- CONSEGNE:
- a) Elenca tutti i titoli di canzoni citati nell'articolo sul napoletano a Sanremo.
- b) Ricopia fedelmente dall'articolo il passo che si apre con le parole contenenti "Così quest’anno tocca" e si chiude con "un patrimonio nazionale.".

- ARTICOLO:
******
Non è la prima volta che si ripete il dilemma: è giusto portare una canzone in napoletano a Sanremo, che è il festival della canzone italiana? In altri termini: il napoletano è un dialetto o è una lingua a sé stante?

Grande alfiere di questa tendenza è stato in passato Nino D’Angelo: nel 2010 ha cantato con Maria Nazionale Jammo jà, interamente in napoletano. Ma già qualche anno prima, nel 2002, Nino D’Angelo aveva cantato Marì, con parti in italiano e altre in dialetto: «Marì cchiù bella 'e te, Cchiù grande 'e te, Nunn' è nisciuno».

Più di recente, nel 2014 Rocco Hunt ha portato a Sanremo Nu juorno buono, con parti intere in napoletano (e il verso-manifesto: «Il mio accento si deve sentire»). 

Così quest’anno tocca a Geolier, con la sua Io pe’ me, tu pe’ te (qui c’è il testo e la traduzione) e Amadeus ha già rivendicato la scelta, dicendo che la musica partenopea è un patrimonio nazionale.

Cosa dice il regolamento

L’opinione del direttore artistico non è secondaria, perché il regolamento ufficiale di Sanremo dà a lui il potere di decidere, pur partendo da un principio: «Il testo delle canzoni in gara dovrà essere in lingua italiana».

«Si considera in lingua italiana», continua il regolamento, «anche il testo che contenga parole e/o locuzioni e/o brevi frasi in lingua dialettale e/o straniera (o di neo-idiomi o locuzioni verbali non aventi alcun significato letterale/linguistico), purché tali da non snaturarne il complessivo carattere italiano, sulla base delle valutazioni artistiche/editoriali del direttore artistico».
******
- VOCI FORNITE:
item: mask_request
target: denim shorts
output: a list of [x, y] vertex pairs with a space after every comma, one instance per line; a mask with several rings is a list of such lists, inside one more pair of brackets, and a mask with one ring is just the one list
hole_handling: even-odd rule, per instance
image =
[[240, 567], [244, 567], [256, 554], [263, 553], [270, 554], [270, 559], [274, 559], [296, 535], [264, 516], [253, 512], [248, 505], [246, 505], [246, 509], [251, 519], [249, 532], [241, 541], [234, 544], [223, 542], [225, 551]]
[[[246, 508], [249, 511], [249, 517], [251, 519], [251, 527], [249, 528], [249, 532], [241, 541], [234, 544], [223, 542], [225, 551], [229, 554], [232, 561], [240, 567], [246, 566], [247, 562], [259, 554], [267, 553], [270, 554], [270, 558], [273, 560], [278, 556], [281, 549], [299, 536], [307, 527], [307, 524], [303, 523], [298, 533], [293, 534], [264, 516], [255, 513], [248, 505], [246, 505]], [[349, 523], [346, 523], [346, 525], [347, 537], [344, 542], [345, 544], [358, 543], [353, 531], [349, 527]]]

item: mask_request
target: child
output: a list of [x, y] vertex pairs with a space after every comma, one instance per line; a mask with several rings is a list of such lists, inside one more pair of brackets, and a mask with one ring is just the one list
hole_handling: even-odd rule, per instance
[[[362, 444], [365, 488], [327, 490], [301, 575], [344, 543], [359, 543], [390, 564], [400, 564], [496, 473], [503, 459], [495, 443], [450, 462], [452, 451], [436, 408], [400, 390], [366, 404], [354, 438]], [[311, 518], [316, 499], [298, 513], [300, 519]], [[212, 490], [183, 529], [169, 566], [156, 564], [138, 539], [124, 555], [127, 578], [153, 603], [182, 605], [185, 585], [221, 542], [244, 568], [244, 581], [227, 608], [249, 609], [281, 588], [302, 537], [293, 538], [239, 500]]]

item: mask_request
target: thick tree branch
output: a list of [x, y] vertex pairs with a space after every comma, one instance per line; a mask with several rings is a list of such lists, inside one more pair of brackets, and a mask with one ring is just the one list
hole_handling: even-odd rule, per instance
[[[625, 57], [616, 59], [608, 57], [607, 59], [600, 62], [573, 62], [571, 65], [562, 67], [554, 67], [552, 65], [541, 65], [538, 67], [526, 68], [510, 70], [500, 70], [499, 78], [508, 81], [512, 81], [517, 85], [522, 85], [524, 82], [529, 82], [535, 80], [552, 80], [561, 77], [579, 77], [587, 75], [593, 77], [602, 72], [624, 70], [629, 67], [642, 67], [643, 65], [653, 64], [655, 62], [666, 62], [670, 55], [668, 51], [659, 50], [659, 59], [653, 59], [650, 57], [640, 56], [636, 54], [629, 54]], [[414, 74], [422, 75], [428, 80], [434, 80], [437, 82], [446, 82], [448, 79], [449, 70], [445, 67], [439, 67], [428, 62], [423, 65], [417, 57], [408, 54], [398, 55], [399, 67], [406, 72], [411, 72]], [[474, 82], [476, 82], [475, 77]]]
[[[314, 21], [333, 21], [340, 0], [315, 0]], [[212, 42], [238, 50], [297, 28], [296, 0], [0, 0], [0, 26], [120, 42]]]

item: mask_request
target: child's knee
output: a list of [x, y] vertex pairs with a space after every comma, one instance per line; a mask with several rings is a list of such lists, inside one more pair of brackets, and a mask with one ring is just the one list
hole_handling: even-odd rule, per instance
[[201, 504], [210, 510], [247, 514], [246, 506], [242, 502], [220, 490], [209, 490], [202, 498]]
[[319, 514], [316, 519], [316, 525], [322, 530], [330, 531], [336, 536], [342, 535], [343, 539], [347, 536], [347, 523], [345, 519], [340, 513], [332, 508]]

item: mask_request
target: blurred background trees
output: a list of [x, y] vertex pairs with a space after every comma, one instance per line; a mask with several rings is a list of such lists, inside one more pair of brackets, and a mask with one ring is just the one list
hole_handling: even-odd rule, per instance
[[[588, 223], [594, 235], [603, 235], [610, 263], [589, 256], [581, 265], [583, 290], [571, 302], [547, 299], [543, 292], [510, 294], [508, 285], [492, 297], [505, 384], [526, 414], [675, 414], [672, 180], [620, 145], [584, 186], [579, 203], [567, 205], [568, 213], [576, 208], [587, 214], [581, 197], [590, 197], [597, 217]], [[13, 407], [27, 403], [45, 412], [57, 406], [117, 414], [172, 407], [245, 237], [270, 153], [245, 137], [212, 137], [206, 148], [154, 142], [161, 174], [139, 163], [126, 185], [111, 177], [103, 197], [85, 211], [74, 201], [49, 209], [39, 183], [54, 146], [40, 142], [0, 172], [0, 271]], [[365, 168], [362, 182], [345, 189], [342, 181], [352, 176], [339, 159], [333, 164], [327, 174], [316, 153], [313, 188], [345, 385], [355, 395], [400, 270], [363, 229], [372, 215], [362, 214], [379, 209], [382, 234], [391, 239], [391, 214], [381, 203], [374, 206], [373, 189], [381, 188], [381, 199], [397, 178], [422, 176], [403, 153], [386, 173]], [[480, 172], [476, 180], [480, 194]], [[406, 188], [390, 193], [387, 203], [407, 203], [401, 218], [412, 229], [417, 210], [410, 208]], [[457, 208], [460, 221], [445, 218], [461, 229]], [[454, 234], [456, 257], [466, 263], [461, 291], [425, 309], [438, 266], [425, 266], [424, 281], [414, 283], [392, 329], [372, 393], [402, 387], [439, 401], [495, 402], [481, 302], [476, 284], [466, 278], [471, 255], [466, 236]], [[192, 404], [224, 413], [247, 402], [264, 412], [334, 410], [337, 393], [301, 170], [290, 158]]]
******
- SOLUZIONI:
- a)
- Jammo jà
- Marì
- Nu juorno buono
- Io pe' me, tu pe' te

- b)
Così quest’anno tocca a Geolier, con la sua Io pe’ me, tu pe’ te (qui c’è il testo e la traduzione) e Amadeus ha già rivendicato la scelta, dicendo che la musica partenopea è un patrimonio nazionale.